> **To do**: Reproduce, word for word, the portion of the drilling passage between "Drilling operators which" and "vary drilling trajectory.", inclusive.

> **Provided text**:

────────────────

Drilling operators which power a drill bit by rotating the drill string at the surface have previously measured downhole parameters with sensors located closely adjacent the drill bit, and adjusted the drilling trajectory in response to the sensed information. U.S. Pat. No. 4,324,297 discloses strain gauges located directly above the drill bit to measure the magnitude and direction of side forces on the bit. The sensed information is transmitted to the surface by an electrical line, and the bit weight and rotational speed of the drill string may be altered in response to the sensed information to vary drilling trajectory.

In recent years, drilling operators have increasingly utilized downhole motors to drill highly deviated wells. The downhole motor or "drill motor" is powered by drilling mud pressurized by pumps at the surface and transmitted to the motor through the drill string to rotate the bit. The entire drill string need not be continually rotated, which has significant advantages over the previously described technique, particularly when drilling highly deviated boreholes. A bent sub or bent housing may be used above the drill motor to achieve the angular displacement between the axis of rotation of the bit and the axis of the drill string, and thereby obtain the bend to effect curved drilling. Alternatively, the angular displacement may be obtained using a bent housing within the drill motor, by using an offset drive shaft axis for the drill motor, or by positioning a non-concentric stabilizer about the drill motor housing. As disclosed in U.S. Pat. No. 4,492,276, a relatively straight borehole may be drilled by simultaneously rotating the drill string and actuating the downhole motor, while a curved section of borehole is drilled by activating the downhole motor while the drill string above the motor is not rotated. U.S. Pat. No. 4,361,192 discloses a borehole probe positioned within the drill pipe above a drill motor and connected to surface equipment via a wireline. The probe includes one or more accelerometers which measure orientation relative to the earth's magnetic field, and accordingly the probe is constructed of a non-ferromagnetic material. U.K. Patent 2106562 discloses a borehole probe which can be lowered on a wireline through a bore extending through a turbine of annular construction to a location between the turbine and the drill bit.

────────────────

> **Excerpted records**:
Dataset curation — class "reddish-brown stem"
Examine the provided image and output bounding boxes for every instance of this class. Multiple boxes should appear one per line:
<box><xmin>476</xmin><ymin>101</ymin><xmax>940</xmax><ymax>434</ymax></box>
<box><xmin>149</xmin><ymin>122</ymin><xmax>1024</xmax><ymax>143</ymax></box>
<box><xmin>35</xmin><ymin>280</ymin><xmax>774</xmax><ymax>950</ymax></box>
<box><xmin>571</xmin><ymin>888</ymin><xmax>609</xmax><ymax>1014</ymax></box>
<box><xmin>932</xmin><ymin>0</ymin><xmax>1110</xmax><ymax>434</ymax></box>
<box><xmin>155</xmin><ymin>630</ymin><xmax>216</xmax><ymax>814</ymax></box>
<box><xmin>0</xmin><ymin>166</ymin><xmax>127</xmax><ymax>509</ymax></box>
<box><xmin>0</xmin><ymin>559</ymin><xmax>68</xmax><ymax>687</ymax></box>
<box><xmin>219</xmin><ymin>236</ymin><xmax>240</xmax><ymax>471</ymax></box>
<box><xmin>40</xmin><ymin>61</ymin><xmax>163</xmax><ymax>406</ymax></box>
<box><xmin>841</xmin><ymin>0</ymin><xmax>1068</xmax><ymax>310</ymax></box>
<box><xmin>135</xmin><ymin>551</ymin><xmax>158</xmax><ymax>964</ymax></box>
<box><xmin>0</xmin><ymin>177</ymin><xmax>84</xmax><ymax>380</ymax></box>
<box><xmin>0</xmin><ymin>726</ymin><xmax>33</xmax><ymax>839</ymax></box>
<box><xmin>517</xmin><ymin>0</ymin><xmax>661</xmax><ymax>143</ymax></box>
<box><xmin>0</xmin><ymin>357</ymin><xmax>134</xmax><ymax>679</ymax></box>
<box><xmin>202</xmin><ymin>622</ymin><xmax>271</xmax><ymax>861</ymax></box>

────────────────

> **Exercise response**:
Drilling operators which power a drill bit by rotating the drill string at the surface have previously measured downhole parameters with sensors located closely adjacent the drill bit, and adjusted the drilling trajectory in response to the sensed information. U.S. Pat. No. 4,324,297 discloses strain gauges located directly above the drill bit to measure the magnitude and direction of side forces on the bit. The sensed information is transmitted to the surface by an electrical line, and the bit weight and rotational speed of the drill string may be altered in response to the sensed information to vary drilling trajectory.